» **Required action**: Read through the data below and state how many of its lines contain the word "grass", adding nothing.

----- Data supplied -----

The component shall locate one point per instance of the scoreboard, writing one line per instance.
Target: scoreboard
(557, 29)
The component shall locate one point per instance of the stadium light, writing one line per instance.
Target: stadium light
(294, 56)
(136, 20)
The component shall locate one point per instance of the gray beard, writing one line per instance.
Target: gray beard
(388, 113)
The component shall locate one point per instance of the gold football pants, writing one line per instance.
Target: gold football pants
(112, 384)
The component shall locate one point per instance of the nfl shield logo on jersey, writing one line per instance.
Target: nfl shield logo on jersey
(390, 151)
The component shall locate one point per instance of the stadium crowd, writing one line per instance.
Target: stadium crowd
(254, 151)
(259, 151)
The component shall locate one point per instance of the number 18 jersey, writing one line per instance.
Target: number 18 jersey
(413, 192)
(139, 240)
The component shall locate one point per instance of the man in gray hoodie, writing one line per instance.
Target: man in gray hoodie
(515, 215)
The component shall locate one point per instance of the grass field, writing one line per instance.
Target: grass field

-----

» **Response area**: 2